* **What you should do**: From the job posting below, copy word for word the stretch that starts with "NVIDIA’s invention of" and ends after "GPU datacenter products.".

* **Passage provided**:
⟨
Senior DataCenter System Engineer

NVIDIA

NVIDIA

Multiple locations
Posted on Sep 22, 2023

NVIDIA’s invention of the GPU in 1999 sparked the growth of the PC gaming market, redefined modern computer graphics, and revolutionized parallel computing. More recently, GPU deep learning ignited modern AI — the next era of computing — with the GPU-accelerated servers acting as the brain of modern data centers. The NVIDIA Datacenter System group is looking for a Senior System Diagnostics Engineer with an interest in design automation, tools, integration, verification and validation. This position offers the opportunity to make a broad impact across many projects while developing on internal solutions to enable system creation in the most optimized way.

What You'll Be Doing:

  • Lead planning, defining test requirements and optimizing the production line to deliver new NVIDIA GPU datacenter products.

  • Be instrumental in driving the best-in-class quality metrics by tracking and ensuring adequate test coverage of all aspects of the product.

  • Collaborate with Test Engineering, Product Engineering and SW teams to ensure successful production test diagnostics SW package releases through various stages of NPI, product ramp and entire lifecycle.
⟩
* **Records shown**:
⟨
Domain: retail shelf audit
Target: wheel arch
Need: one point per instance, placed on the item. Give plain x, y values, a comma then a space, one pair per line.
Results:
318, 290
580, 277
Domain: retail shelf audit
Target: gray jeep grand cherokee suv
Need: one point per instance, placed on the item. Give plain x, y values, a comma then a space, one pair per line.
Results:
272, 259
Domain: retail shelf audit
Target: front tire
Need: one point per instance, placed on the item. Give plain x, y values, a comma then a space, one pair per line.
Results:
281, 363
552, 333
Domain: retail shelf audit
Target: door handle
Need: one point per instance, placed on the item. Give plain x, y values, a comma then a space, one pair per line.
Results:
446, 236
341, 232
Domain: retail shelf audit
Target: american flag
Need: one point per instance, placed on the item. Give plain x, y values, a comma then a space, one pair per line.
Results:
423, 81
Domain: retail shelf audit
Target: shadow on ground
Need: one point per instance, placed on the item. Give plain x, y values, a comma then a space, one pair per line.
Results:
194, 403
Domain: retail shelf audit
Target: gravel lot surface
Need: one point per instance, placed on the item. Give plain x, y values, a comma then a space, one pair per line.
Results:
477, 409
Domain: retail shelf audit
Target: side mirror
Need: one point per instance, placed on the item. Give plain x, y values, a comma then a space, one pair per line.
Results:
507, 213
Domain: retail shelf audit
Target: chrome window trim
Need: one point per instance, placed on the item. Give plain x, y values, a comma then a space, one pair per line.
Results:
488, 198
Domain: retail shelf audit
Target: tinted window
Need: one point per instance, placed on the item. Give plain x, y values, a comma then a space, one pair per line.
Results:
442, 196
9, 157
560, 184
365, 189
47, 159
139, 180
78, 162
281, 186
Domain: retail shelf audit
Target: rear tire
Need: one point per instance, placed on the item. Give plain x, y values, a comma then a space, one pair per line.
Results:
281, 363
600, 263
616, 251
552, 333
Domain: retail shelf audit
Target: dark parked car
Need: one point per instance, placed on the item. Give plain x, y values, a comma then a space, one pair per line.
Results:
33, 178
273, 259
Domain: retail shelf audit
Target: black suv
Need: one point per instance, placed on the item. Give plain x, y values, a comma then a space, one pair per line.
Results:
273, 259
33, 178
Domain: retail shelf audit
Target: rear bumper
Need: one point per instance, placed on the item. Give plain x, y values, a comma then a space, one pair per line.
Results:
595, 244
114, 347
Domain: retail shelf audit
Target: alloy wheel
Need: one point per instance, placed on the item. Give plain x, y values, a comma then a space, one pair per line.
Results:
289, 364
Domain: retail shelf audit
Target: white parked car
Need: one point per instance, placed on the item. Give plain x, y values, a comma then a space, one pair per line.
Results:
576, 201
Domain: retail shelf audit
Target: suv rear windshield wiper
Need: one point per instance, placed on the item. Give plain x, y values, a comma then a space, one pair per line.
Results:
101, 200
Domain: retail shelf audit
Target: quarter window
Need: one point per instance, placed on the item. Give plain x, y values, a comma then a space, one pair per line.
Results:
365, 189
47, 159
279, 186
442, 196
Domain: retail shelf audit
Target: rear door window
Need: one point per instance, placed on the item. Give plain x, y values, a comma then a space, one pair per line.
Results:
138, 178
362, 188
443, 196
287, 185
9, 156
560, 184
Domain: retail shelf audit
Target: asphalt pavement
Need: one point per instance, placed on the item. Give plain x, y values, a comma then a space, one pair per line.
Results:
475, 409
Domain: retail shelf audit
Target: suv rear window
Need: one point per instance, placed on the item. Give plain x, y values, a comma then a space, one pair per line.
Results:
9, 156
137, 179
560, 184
⟩
* **Written response**:
NVIDIA’s invention of the GPU in 1999 sparked the growth of the PC gaming market, redefined modern computer graphics, and revolutionized parallel computing. More recently, GPU deep learning ignited modern AI — the next era of computing — with the GPU-accelerated servers acting as the brain of modern data centers. The NVIDIA Datacenter System group is looking for a Senior System Diagnostics Engineer with an interest in design automation, tools, integration, verification and validation. This position offers the opportunity to make a broad impact across many projects while developing on internal solutions to enable system creation in the most optimized way.

What You'll Be Doing:

  • Lead planning, defining test requirements and optimizing the production line to deliver new NVIDIA GPU datacenter products.